- [SOURCE EXTRACT]:

|---|

For the same reason that he failed as a political writer he succeeded as a religious one, for religion is simple, dogma is simple. Much of the difficulty of theology arises from the efforts of men who are not primarily writers to distinguish a quite simple idea with the utmost accuracy. He restated the original thought with the freshness, simplicity, and excitement of discovery. In fact, it was discovery: he unearthed the defined from beneath the definitions, and the reader wondered why the definitions had ever been thought necessary.
Orthodoxy. The Thing
and
The Everlasting Man
are among the great books of the age. Much else, of course, it will be disappointing if time does not preserve out of that weight of work:
The Ballad of the White Horse
, the satirical poems, such prose fantasies as
The Man Who Was Thursday
and
The Napoleon of Notting Hill
, the early critical books on Browning and Dickens; but in these three religious books, inspired by a cosmic optimism, the passionately held belief that ‘it is good to be here’, he contributed what another great religious writer closely akin to him in political ideas, and even in style, saw was most lacking in our age. Péguy put these lines on man into the mouth of his Creator:
On peut lui demander beaucoup de coeur, beaucoup de charité, beaucoup de sacrifice.
Il a beaucoup de foi et beaucoup de charité.
Mais ce qu’on ne peut pas lui demander, sacredié, c’est un peu d’espérance.

|---|

- [SET EXERCISE 1]: Reproduce the entire passage on religious writing word for word.

Point placement records:
|---|

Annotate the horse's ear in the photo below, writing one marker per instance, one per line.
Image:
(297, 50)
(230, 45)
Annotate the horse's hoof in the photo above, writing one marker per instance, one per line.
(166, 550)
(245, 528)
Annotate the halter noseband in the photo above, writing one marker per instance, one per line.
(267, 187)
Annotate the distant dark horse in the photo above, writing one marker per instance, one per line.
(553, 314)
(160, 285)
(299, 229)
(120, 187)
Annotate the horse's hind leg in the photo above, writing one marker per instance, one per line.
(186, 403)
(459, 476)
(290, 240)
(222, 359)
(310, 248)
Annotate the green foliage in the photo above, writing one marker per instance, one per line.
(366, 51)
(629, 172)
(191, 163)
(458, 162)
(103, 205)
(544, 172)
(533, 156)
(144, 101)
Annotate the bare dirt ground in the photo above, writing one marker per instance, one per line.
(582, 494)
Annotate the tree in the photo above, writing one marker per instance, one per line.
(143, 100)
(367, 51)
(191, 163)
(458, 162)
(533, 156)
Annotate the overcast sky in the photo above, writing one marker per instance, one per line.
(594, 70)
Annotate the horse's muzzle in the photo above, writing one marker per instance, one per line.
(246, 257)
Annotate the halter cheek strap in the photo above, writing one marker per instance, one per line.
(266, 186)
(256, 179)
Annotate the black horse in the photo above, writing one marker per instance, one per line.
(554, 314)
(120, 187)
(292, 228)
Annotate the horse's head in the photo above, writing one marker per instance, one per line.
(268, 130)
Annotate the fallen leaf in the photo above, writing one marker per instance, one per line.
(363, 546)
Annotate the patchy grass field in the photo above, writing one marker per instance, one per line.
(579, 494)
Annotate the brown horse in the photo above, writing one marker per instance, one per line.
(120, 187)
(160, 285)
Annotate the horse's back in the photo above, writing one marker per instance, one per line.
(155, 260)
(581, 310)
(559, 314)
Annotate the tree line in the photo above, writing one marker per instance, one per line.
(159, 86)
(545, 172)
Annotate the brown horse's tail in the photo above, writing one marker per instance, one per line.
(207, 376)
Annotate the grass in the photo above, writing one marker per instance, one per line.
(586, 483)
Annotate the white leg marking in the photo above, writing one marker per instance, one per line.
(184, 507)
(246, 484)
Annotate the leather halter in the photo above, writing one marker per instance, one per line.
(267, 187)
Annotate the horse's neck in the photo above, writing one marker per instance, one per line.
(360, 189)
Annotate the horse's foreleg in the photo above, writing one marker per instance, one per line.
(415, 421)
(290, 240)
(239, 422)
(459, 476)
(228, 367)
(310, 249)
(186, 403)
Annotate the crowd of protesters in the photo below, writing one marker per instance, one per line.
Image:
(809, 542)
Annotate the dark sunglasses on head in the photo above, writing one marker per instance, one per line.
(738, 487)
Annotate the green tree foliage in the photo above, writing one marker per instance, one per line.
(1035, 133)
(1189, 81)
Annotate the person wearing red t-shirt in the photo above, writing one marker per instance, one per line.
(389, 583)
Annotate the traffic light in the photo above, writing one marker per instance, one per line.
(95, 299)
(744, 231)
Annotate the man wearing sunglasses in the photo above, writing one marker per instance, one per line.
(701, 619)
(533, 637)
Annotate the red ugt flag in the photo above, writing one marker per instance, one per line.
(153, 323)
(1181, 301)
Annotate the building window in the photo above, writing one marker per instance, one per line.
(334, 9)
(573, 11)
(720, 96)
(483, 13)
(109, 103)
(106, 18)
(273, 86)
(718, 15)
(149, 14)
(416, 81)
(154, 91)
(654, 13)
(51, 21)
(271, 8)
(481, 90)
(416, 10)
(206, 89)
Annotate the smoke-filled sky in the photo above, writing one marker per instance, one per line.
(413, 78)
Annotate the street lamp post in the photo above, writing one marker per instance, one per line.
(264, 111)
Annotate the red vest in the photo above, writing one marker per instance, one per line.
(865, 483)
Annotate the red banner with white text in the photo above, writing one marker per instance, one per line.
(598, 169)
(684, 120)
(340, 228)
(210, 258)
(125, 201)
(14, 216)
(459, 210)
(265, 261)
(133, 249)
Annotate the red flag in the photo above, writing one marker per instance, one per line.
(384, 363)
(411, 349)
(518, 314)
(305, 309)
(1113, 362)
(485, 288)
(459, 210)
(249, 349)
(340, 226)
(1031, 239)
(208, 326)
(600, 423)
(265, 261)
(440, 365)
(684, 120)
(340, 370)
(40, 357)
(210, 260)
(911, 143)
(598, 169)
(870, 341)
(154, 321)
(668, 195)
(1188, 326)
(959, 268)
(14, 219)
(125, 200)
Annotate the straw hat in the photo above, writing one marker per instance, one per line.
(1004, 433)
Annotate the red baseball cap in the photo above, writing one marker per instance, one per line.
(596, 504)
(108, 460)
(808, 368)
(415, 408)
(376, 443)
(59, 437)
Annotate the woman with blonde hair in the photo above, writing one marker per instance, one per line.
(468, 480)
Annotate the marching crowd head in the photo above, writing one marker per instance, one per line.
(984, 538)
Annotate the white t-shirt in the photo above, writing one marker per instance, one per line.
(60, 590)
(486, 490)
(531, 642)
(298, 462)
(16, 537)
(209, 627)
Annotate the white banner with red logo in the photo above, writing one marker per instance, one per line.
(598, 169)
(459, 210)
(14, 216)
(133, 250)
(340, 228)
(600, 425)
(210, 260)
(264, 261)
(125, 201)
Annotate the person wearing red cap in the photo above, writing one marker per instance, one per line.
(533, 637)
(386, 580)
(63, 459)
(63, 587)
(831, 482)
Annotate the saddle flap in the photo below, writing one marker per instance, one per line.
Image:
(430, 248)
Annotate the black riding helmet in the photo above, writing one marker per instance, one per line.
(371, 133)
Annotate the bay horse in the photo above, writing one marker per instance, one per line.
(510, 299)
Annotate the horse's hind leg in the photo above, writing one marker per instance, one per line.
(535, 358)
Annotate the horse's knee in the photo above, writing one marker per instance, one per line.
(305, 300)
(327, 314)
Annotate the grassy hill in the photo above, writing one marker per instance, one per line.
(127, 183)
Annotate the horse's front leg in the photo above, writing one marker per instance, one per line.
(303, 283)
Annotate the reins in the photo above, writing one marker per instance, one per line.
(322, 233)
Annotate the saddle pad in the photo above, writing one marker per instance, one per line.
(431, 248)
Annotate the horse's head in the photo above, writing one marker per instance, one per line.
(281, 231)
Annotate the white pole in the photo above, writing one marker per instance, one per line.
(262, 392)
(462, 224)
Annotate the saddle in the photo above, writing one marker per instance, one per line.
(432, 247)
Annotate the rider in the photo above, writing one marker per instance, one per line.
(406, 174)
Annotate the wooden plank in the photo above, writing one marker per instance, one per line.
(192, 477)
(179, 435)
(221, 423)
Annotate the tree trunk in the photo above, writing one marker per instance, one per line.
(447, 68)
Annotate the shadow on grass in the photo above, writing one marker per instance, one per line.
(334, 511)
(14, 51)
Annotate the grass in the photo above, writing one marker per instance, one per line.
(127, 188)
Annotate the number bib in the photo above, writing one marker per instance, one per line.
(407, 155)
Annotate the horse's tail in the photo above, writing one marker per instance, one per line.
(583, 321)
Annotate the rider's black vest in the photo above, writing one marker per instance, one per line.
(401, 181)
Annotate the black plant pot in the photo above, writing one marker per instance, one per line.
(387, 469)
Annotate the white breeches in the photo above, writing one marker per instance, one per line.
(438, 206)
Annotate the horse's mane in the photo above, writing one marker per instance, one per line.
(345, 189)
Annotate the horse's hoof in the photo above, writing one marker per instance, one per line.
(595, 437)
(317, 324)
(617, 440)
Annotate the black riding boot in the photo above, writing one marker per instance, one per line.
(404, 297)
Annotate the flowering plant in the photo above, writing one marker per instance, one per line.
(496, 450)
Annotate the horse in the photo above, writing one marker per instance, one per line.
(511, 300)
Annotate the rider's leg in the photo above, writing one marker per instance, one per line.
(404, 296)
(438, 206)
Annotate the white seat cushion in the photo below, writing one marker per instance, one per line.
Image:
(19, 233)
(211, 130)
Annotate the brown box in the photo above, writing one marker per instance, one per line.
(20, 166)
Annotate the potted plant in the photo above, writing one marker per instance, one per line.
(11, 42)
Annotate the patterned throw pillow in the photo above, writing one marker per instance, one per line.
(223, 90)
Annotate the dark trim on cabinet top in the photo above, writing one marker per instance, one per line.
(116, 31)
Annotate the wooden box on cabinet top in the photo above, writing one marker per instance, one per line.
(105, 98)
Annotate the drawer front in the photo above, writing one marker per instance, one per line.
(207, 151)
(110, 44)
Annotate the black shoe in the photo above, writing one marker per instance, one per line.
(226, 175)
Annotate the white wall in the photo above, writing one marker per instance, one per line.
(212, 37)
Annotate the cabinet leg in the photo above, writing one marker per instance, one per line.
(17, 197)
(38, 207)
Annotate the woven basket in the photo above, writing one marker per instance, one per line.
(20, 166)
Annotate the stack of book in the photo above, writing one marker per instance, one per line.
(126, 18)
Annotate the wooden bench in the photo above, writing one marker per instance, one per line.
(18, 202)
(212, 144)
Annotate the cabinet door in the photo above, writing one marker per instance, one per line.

|---|

- [SET EXERCISE 2]: Duplicate the lines of the listing from the one containing "Annotate the traffic" through the one containing "(1181, 301)", both included.

- [EXERCISE ANSWER 1]:
For the same reason that he failed as a political writer he succeeded as a religious one, for religion is simple, dogma is simple. Much of the difficulty of theology arises from the efforts of men who are not primarily writers to distinguish a quite simple idea with the utmost accuracy. He restated the original thought with the freshness, simplicity, and excitement of discovery. In fact, it was discovery: he unearthed the defined from beneath the definitions, and the reader wondered why the definitions had ever been thought necessary.
Orthodoxy. The Thing
and
The Everlasting Man
are among the great books of the age. Much else, of course, it will be disappointing if time does not preserve out of that weight of work:
The Ballad of the White Horse
, the satirical poems, such prose fantasies as
The Man Who Was Thursday
and
The Napoleon of Notting Hill
, the early critical books on Browning and Dickens; but in these three religious books, inspired by a cosmic optimism, the passionately held belief that ‘it is good to be here’, he contributed what another great religious writer closely akin to him in political ideas, and even in style, saw was most lacking in our age. Péguy put these lines on man into the mouth of his Creator:
On peut lui demander beaucoup de coeur, beaucoup de charité, beaucoup de sacrifice.
Il a beaucoup de foi et beaucoup de charité.
Mais ce qu’on ne peut pas lui demander, sacredié, c’est un peu d’espérance.

- [EXERCISE ANSWER 2]:
Annotate the traffic light in the photo above, writing one marker per instance, one per line.
(95, 299)
(744, 231)
Annotate the man wearing sunglasses in the photo above, writing one marker per instance, one per line.
(701, 619)
(533, 637)
Annotate the red ugt flag in the photo above, writing one marker per instance, one per line.
(153, 323)
(1181, 301)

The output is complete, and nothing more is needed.